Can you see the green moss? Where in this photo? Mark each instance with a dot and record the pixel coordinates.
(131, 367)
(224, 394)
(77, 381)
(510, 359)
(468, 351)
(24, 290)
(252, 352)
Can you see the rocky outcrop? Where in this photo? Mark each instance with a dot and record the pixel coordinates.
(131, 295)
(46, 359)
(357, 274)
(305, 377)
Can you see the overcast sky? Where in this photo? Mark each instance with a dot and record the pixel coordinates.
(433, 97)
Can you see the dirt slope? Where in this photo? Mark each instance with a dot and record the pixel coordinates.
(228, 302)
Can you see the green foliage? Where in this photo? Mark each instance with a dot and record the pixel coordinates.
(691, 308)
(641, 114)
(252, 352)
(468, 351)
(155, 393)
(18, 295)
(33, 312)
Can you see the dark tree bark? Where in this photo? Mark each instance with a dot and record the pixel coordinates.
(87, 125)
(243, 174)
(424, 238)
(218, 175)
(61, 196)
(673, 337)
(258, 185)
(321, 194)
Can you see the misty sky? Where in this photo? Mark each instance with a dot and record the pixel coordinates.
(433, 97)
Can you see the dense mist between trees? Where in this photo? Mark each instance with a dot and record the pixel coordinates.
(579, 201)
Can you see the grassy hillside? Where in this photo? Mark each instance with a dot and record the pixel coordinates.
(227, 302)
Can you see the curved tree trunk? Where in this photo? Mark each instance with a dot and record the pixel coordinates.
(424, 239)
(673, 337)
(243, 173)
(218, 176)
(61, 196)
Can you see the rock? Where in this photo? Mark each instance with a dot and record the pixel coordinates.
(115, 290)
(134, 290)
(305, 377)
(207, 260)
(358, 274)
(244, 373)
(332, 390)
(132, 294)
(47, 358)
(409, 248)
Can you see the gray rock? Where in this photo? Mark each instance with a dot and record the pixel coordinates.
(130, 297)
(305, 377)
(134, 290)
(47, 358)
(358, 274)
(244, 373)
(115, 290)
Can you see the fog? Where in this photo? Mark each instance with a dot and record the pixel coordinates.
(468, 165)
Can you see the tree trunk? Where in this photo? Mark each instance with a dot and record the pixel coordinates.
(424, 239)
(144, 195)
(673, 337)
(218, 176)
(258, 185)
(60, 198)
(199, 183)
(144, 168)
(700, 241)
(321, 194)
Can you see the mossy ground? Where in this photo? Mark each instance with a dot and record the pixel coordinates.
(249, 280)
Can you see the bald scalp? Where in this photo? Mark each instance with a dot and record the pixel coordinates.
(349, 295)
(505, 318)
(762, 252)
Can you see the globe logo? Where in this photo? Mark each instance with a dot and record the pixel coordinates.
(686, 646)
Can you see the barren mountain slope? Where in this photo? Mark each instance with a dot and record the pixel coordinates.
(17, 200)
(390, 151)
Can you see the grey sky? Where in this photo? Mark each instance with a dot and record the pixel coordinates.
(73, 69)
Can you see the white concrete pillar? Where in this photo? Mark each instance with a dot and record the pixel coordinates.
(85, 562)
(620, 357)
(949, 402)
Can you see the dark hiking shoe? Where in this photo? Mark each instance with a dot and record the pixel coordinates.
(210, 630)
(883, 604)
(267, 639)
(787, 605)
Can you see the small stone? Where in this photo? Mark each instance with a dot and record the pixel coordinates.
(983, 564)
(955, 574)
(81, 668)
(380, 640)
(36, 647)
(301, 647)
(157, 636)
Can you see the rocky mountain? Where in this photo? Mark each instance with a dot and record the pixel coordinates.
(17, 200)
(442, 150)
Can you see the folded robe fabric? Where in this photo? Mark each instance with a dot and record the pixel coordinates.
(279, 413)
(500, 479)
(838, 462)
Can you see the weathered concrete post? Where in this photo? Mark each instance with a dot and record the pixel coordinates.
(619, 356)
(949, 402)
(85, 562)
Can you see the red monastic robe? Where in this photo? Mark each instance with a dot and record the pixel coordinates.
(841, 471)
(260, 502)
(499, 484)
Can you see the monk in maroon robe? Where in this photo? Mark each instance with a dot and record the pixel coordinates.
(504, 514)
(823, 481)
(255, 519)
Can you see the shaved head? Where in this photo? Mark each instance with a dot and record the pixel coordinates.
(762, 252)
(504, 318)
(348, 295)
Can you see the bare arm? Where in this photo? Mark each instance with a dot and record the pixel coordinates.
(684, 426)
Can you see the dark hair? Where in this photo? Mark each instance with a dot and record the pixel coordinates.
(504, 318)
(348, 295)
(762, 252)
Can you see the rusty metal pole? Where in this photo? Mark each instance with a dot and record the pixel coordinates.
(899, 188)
====================
_AIM_
Quote all the records exactly, please, leaving none out.

_COMPLETE ANSWER_
Can you see the green moss? Where in this photo? Mark each instance with a dot and record the pixel coordinates.
(131, 367)
(224, 394)
(77, 381)
(510, 359)
(468, 351)
(24, 290)
(252, 352)
Can you see the rocky outcrop? Where in this photo? Mark each instance with a dot and record the pixel coordinates.
(131, 295)
(46, 359)
(357, 274)
(305, 377)
Can you see the overcast sky? Where in this photo? Mark each instance with a dot and record the pixel coordinates.
(433, 97)
Can you see the dirt slope? Where in this photo? Mark each instance with a dot and record the pixel coordinates.
(228, 302)
Can you see the green foliage? Where in this photo? Mark each instance with a dot and record the pixel coordinates.
(691, 308)
(641, 114)
(252, 352)
(468, 351)
(155, 393)
(18, 295)
(33, 312)
Can you see the dark tree bark? Where in this photo? Mark each instance with a dot and record the pixel coordinates.
(87, 125)
(243, 174)
(424, 238)
(218, 175)
(61, 196)
(673, 337)
(258, 185)
(321, 194)
Can you see the misty sky? Where in this photo? Mark each instance with a dot and record the pixel coordinates.
(433, 97)
Can you see the dense mist between trees? Where in this photo? Mark each instance with a dot and record the pixel coordinates.
(579, 201)
Can you see the grassy hillside? Where in this photo? Mark each instance with a dot and record the pixel coordinates.
(227, 302)
Can you see the curved tree trunk? Where in this photo? Mark each instance with a dot and record the pixel coordinates.
(424, 239)
(673, 337)
(243, 173)
(218, 176)
(61, 196)
Can you see the rock? Where in this photo? Mark each instance with a dot and record the pixel coordinates.
(115, 290)
(134, 290)
(305, 377)
(207, 260)
(358, 274)
(244, 373)
(332, 390)
(132, 294)
(47, 358)
(409, 248)
Can you see the gray rock? Where in this photo? Mark each instance with a dot and record the pixel coordinates.
(130, 297)
(305, 377)
(134, 290)
(47, 358)
(358, 274)
(244, 373)
(115, 290)
Can you see the fog? Where in this photo? Mark each instance with a dot and record the pixel coordinates.
(468, 165)
Can you see the tree trunk? Where in this photo? Mark each instance with a dot and record the pixel coordinates.
(424, 239)
(144, 195)
(673, 337)
(218, 176)
(258, 185)
(60, 198)
(199, 183)
(144, 168)
(700, 241)
(321, 194)
Can you see the mossy ground? Where in this photo? Mark each instance with a dot and record the pixel coordinates.
(249, 280)
Can you see the bald scalp? Where in this photo? Mark each instance with a dot and record the pixel coordinates.
(349, 295)
(505, 318)
(762, 252)
Can you see the globe logo? Where in this photo? Mark each instance with a dot and record the pixel coordinates.
(686, 646)
Can you see the barren mountain slope? Where in this photo? Mark each instance with a dot and record the pixel coordinates.
(17, 200)
(390, 151)
Can you see the grey sky? Where in this photo? Mark each instance with a dot and record the pixel coordinates.
(73, 69)
Can you see the white concrete pillar? Where in this photo? Mark each instance with a dot and record the pixel coordinates.
(85, 562)
(620, 357)
(949, 402)
Can you see the dark hiking shoe? Where in this photo? Mark each instance with a dot and record the pixel coordinates.
(210, 630)
(883, 604)
(267, 639)
(787, 605)
Can you see the small stone? Where in this photo? Mark each instance with a dot and record the pixel coordinates.
(983, 564)
(955, 574)
(81, 668)
(380, 640)
(36, 647)
(301, 647)
(157, 636)
Can you see the rocky mountain? Where in this photo? Mark each instance with a dot and record the pixel coordinates.
(17, 200)
(442, 150)
Can you see the folded robe fabric? Where in this photo? Mark each instance with a dot and record the pixel coordinates.
(279, 413)
(500, 479)
(838, 462)
Can you see the weathered concrete post? Where in this photo? Mark each instance with a dot and record the pixel coordinates.
(619, 356)
(949, 402)
(85, 562)
Can you see the red monastic robe? Where in this photo? Mark each instance with a dot and record the pixel coordinates.
(841, 471)
(260, 502)
(499, 484)
Can you see the monk in maroon robe? Where in this photo? Mark each instance with a dot and record the pixel coordinates.
(504, 514)
(823, 481)
(255, 519)
Can you see the shaved head? Where in this photo? Mark each instance with a dot and record the pixel coordinates.
(762, 252)
(504, 318)
(348, 295)
Can you see the bare arm? Where in this photo? Mark each instance with a dot and record the pixel coordinates.
(684, 426)
Can you see the dark hair? Where in this photo? Mark each instance with a dot and record the pixel coordinates.
(504, 318)
(348, 295)
(762, 252)
Can you see the rusty metal pole? Where in this photo? Mark each instance with a dot and record the pixel coordinates.
(899, 188)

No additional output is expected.